→ **EXTRAIT DE PAGE**:
+---+

En quoi consiste donc réellement cette réforme ?

Barack Obama et Joe Biben ont trois principaux objectifs :

  1. Pour ceux qui ont déjà une assurance, leur assurer plus de sécurité et de stabilité. Il s’agit en effet d’empêcher que les assurances baissent leur couverture-maladie quand les assurés sont malades, et réduire les coûts pour les soins préventifs comme les mammographies. De plus, Obama souhaite préserver Medicare et Medicaid.
  2. Pour ceux qui n’ont pas d’assurance, Obama veut en créer une qui aurait un prix abordable. Pour aider les personnes les moins favorisées, une bourse nationale d’assurance-santé sera créée.
  3. La réduction des dépenses de santé. En effet, le président des Etats-Unis affirme que sa réforme n’ajoutera pas un centime au déficit public. Un comité d’experts indépendant, composé de médecins et de professionnels de la santé, aura pour rôle d’identifier les fraudes, les abus et les pertes d’argent du système de santé. Cette réforme doit faire économiser 2 500 dollars à chaque famille américaine en faisant baisser les prix des médicaments et en obligeant les hôpitaux à réaliser un compte-rendu du coût de la santé.

 

Alors quelles sont les chances pour que cela marche aujourd’hui ?

Le 12 septembre, une manifestation a eu lieu à Washington le long de la Pennsylvania avenue qui relie le Capitole à la Maison Blanche. Les manifestants, qui parlent de "dérives socialistes et marxistes", scandaient des slogans tels que "l’Obamacare me rend malade". L’argument principal de ces contestataires était le coût que cette réforme pourrait avoir, soit 900 milliards de dollars (Des phrases telles que "Je ne suis pas un distributeur automatique de billets" figuraient sur les pancartes).

Cependant le lendemain, les partisans de cette réforme ont cherché à répondre à la manifestation de la veille en organisant la leur. Ils n’étaient certes que quelques centaines ou un millier tout au plus, mais étaient bien décidé à se faire entendre. En effet, ils tournaient en rond autour d’une fontaine près du Capitole en brandissant des pancartes où l’on pouvait lire "Etre pauvre, ça ne devrait pas être une condamnation à mort", ou encore "Non, je ne vais pas débrancher grand-mère". Une jeune manifestante ce jour-là expliquera la faible mobilisation par cette affirmation : "C’est décevant, oui, mais vous savez c’est plus facile de mobiliser les gens pour venir protester contre quelque chose que pour montrer qu’on soutient un projet".

+---+

→ **JEU D'ENREGISTREMENTS**:

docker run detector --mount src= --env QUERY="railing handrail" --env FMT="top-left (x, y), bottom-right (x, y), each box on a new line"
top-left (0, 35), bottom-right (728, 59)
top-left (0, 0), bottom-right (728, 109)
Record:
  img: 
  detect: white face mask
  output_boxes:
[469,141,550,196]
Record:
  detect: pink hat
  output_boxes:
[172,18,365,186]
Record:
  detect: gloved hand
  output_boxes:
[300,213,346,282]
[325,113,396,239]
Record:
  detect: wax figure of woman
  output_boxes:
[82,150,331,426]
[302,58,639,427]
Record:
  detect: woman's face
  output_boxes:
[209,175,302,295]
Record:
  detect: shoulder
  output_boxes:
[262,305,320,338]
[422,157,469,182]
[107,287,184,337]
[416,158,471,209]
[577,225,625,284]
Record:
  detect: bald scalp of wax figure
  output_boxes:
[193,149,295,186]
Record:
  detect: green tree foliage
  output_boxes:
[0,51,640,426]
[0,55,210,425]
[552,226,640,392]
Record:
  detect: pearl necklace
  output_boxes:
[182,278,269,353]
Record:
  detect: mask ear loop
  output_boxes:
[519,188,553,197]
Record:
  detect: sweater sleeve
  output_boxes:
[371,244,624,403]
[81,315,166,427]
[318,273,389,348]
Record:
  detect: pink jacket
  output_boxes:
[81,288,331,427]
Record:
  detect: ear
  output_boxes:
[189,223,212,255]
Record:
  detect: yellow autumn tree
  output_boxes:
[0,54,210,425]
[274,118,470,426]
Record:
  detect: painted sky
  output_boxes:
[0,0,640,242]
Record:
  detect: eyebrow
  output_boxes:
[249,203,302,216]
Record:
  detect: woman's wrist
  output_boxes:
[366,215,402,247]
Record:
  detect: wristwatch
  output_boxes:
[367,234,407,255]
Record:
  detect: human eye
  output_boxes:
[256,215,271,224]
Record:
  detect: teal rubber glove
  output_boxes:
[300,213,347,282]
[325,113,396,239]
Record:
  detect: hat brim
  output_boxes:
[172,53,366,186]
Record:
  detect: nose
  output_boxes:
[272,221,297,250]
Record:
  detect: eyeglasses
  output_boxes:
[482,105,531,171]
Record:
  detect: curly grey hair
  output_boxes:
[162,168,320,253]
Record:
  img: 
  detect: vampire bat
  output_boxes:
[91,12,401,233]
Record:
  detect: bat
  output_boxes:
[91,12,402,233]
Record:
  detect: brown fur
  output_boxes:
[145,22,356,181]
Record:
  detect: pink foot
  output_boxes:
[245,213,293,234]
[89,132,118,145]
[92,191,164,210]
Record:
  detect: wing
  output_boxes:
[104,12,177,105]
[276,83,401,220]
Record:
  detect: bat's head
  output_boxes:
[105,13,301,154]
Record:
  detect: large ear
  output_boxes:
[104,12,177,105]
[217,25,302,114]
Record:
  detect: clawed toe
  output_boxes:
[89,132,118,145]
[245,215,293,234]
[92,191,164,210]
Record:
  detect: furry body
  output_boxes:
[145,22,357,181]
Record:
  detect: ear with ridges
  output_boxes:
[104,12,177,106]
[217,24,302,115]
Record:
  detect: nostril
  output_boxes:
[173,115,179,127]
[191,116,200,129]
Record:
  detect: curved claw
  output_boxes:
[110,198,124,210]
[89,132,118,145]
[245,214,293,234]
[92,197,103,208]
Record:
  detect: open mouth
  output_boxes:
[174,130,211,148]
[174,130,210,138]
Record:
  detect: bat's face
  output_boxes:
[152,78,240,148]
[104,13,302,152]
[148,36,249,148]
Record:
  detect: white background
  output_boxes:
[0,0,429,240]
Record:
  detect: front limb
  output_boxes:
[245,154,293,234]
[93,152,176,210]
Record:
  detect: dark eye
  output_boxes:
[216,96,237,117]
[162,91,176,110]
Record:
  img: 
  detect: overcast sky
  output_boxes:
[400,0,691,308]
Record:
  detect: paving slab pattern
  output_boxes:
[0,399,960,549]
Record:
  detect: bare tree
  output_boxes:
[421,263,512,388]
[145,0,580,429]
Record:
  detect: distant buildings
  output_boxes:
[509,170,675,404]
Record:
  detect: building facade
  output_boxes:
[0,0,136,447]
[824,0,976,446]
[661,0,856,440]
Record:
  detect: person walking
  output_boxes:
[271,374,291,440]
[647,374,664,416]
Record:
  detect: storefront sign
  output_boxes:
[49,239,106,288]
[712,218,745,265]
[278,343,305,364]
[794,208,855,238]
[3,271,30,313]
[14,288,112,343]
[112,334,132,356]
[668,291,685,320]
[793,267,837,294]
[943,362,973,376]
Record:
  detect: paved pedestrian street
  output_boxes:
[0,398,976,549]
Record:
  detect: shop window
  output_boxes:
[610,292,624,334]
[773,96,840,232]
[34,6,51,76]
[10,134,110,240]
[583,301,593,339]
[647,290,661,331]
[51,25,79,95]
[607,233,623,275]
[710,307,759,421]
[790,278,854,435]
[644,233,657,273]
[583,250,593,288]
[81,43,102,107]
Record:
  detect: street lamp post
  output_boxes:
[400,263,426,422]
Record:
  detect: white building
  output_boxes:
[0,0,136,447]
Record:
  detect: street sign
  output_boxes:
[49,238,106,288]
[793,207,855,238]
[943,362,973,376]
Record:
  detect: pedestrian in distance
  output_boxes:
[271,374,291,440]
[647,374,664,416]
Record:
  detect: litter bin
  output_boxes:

+---+

→ **ACTIONS REQUISES**:
1. Recopiez le passage de l'extrait de page compris entre "1. Pour ceux" et "d’assurance-santé sera créée.", ces deux bornes incluses.
2. D'après l'extrait de page, quelle somme la réforme doit-elle faire économiser à chaque famille américaine ?

→ **RÉPONSES PAR CONSIGNE**:
1.
1. Pour ceux qui ont déjà une assurance, leur assurer plus de sécurité et de stabilité. Il s’agit en effet d’empêcher que les assurances baissent leur couverture-maladie quand les assurés sont malades, et réduire les coûts pour les soins préventifs comme les mammographies. De plus, Obama souhaite préserver Medicare et Medicaid.
  2. Pour ceux qui n’ont pas d’assurance, Obama veut en créer une qui aurait un prix abordable. Pour aider les personnes les moins favorisées, une bourse nationale d’assurance-santé sera créée.

2. 2 500 dollars par famille.